CindyCares agony aunt Honestly ?

I think he's bullshitting you big time. . I think that he is not THAT into you. Well, he likes you of course, enough to sleep with you twice in a month if he's got nothing better on his plate - actually , to SEE you twice in a month, because , you are right, it's not always all necessarily about sex, it may be also about comfort, camaraderie, companionship . But he does not like you enough to MAKE any time for you, and that, to me, is quite telling.

Spontaneous ? Pfui. Very busy people are exactly the people who are not spontaneous, they can't afford to be spontaneous, because they have to honour their committments and they are used to budget their time.

He is not spontaneous when he goes to school, he does not just show up in class spur of the moment, he knows when he has to be there. Ditto for volunteering, he does not show up to his volunteering assignment when he feels like it... and maybe the place is CLOSED. Why would it have to be so difficult to carve a couple of hours ( or more , hopefullt ) for you from his busy schedule ( which I bet he knows well in advance ) and RESERVE for you that time, that Tuesday night or Saturday afternoon etc. ?
****************
### Prompt
Condense the paragraph of the advice reply that begins "He is not spontaneous when he goes to school" into a short bulleted list that keeps its main points. The rows that follow come from a separate source.
****************
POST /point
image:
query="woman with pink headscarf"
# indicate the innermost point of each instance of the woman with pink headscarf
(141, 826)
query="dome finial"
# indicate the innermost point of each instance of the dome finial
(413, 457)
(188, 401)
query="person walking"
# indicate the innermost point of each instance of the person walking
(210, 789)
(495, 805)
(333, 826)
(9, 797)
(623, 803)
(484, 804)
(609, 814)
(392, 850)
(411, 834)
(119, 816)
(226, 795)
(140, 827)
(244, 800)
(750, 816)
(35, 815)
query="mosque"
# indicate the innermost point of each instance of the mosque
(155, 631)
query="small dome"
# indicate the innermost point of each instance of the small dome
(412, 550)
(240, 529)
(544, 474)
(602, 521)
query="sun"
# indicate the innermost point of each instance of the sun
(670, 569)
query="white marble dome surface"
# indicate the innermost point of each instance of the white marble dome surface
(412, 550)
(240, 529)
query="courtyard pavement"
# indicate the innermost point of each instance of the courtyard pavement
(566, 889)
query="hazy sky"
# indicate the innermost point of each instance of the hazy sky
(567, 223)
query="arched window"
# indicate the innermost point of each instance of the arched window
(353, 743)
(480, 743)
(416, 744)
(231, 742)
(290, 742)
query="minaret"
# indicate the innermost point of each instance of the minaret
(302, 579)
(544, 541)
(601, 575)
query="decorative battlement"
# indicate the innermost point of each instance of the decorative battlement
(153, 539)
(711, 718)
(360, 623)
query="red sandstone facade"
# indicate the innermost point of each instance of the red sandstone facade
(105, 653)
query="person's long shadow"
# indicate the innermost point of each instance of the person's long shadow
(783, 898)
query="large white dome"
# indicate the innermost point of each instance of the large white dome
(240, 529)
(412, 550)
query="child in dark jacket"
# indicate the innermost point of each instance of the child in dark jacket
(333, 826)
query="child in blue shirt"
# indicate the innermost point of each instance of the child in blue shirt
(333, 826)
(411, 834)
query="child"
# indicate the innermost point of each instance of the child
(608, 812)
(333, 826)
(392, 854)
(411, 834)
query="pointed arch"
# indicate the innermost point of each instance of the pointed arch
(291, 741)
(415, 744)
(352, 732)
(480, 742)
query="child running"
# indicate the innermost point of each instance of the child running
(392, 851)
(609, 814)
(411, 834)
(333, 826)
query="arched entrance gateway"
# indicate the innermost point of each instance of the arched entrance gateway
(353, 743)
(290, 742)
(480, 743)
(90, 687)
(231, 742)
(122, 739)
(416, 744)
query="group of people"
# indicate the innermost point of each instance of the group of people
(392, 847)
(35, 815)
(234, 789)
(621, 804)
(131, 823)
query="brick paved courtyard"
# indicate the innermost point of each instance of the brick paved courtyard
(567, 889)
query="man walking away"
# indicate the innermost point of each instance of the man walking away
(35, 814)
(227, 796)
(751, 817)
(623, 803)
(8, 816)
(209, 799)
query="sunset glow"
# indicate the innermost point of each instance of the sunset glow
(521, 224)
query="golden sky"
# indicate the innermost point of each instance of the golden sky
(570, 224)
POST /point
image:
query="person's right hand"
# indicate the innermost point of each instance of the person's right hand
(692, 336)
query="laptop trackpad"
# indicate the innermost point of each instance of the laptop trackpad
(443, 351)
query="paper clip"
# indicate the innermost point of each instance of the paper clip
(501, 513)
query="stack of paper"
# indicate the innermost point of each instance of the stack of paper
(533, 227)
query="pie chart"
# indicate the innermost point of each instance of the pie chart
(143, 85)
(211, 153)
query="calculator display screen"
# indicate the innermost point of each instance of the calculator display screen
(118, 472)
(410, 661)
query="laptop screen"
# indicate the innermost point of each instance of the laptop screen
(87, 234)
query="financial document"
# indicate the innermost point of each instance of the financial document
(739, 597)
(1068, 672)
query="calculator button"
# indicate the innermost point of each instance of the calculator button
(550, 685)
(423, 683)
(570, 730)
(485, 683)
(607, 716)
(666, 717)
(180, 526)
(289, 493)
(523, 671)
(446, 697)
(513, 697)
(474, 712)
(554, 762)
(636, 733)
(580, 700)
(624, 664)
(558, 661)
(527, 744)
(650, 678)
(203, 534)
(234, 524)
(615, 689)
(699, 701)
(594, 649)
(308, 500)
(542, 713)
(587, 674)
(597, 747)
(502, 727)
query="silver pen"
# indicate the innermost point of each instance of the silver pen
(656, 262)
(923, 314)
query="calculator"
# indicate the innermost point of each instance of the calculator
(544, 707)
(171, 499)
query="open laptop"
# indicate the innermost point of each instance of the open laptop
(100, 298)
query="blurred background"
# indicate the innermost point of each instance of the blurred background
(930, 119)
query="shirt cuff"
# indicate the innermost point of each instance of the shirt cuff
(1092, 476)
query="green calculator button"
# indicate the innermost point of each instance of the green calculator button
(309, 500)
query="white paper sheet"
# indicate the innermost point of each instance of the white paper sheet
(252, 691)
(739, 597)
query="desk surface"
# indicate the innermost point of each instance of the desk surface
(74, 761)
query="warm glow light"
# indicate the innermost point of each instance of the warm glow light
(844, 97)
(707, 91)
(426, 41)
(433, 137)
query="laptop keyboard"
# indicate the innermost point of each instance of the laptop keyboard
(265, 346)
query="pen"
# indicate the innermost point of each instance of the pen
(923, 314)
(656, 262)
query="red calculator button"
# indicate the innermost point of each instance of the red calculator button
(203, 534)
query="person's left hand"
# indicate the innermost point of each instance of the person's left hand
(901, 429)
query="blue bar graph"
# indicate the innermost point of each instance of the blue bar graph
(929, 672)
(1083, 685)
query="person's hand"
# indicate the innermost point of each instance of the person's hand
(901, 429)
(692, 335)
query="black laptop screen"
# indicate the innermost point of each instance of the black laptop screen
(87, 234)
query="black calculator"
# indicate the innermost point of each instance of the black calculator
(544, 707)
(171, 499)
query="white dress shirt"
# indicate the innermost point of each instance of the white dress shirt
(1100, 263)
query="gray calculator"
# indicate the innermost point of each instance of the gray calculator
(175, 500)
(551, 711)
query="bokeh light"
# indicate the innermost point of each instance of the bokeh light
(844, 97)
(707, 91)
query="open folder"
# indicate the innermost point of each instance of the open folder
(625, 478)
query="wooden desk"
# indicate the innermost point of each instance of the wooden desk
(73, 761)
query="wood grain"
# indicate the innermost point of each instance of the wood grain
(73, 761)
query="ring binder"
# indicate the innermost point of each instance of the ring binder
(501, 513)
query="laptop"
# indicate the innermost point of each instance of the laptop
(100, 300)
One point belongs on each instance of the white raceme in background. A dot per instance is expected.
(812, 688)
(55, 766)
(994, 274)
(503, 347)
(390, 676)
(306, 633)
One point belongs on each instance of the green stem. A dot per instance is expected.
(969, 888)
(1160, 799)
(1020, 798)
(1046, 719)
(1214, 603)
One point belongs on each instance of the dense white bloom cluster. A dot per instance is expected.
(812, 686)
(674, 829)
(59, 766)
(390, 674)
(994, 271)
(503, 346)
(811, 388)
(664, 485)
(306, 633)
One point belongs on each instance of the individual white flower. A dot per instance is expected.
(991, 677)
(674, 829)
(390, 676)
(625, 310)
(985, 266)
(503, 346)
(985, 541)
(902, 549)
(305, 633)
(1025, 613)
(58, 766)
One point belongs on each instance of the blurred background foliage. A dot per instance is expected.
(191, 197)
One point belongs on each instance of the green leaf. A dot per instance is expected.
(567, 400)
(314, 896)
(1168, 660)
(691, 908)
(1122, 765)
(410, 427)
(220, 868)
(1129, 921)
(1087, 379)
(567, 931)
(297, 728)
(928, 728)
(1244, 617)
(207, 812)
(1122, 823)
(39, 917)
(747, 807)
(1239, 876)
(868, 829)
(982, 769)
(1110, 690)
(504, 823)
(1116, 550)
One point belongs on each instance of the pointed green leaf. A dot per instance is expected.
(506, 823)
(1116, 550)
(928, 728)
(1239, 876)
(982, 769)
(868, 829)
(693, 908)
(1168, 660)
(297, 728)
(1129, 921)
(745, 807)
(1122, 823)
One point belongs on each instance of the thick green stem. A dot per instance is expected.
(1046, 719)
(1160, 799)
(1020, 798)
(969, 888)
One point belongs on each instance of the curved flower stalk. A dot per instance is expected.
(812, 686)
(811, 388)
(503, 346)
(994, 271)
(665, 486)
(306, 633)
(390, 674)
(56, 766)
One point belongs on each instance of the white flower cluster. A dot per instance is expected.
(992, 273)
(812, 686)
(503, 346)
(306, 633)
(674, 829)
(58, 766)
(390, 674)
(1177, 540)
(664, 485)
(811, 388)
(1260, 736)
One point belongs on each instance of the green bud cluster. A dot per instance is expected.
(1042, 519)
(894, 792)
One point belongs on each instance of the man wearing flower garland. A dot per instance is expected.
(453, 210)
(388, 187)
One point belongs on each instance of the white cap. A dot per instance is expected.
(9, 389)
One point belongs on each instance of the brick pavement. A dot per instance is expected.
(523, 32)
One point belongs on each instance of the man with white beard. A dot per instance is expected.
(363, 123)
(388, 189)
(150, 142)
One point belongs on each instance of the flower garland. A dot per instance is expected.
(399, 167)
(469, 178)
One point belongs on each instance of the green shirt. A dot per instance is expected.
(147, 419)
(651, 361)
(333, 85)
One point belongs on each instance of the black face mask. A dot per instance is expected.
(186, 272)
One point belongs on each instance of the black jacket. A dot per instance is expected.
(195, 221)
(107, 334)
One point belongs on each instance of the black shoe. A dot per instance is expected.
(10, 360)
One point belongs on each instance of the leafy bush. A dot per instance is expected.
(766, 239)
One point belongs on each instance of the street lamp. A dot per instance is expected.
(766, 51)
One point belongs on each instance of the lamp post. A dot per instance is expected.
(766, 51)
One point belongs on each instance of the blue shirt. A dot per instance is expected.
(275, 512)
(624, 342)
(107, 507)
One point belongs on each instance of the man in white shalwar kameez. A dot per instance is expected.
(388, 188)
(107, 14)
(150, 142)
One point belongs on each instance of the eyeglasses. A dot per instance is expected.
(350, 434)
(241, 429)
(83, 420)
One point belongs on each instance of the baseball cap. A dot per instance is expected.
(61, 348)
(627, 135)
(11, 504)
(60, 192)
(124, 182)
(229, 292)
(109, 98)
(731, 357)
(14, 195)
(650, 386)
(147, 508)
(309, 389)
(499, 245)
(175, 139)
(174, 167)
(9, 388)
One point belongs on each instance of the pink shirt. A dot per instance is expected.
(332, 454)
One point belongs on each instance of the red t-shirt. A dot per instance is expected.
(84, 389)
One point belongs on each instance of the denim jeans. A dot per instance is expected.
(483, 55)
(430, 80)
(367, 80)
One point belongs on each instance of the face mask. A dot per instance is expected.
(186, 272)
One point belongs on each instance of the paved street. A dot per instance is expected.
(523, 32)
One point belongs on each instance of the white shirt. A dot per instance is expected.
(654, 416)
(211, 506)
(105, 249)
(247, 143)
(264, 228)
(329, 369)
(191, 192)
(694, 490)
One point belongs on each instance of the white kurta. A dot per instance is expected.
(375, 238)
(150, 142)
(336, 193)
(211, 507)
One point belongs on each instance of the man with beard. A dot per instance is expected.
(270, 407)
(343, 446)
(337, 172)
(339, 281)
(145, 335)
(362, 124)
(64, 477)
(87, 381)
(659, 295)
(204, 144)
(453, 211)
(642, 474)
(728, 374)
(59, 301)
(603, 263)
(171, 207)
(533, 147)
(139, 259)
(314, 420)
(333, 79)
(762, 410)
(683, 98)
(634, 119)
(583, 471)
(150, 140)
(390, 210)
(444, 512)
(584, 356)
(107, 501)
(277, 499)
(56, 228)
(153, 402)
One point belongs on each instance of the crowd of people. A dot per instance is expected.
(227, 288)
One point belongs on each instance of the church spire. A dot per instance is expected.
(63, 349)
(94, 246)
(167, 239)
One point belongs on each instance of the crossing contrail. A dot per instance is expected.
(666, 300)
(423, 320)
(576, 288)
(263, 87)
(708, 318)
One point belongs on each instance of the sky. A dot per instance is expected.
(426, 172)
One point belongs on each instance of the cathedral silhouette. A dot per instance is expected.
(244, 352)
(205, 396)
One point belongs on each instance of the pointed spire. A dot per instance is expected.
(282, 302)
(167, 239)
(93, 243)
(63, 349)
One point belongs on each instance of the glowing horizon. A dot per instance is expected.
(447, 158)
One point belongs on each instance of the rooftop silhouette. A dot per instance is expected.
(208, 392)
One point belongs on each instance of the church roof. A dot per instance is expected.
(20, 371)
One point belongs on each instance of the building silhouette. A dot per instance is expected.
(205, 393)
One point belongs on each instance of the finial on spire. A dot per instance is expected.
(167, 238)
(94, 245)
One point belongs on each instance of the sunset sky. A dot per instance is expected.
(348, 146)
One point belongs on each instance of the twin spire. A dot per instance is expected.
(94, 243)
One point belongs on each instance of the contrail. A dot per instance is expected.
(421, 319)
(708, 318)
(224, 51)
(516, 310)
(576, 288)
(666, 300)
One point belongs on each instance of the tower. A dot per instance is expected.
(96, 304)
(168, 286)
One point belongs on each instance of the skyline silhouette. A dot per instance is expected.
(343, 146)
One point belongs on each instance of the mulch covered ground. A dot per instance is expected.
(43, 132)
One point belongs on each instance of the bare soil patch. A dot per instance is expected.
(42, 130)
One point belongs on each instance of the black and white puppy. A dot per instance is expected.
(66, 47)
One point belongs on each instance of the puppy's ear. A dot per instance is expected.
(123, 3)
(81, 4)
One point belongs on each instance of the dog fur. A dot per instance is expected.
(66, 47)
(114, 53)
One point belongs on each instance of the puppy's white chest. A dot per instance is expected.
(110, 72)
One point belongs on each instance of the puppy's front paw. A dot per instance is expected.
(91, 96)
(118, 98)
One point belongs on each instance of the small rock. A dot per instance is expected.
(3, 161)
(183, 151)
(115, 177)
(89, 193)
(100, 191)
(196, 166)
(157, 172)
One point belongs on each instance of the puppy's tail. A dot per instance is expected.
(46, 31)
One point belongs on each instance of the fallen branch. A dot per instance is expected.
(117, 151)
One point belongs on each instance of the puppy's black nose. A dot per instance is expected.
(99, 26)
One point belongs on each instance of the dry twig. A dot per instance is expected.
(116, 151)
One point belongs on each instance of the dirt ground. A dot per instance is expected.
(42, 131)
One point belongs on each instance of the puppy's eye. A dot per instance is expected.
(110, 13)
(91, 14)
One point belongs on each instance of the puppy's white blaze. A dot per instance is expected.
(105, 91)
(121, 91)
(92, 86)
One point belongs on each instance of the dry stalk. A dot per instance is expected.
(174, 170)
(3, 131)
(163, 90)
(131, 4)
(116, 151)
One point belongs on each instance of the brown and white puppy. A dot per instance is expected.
****************
### Written solution
- He doesn't show up to class on a whim; he knows when he has to be there.
- The same goes for volunteering: he doesn't turn up whenever he feels like it.
- So it shouldn't be hard for him to set aside a couple of hours for you from his busy schedule, which he probably knows well in advance, and reserve a specific time such as a Tuesday night or Saturday afternoon.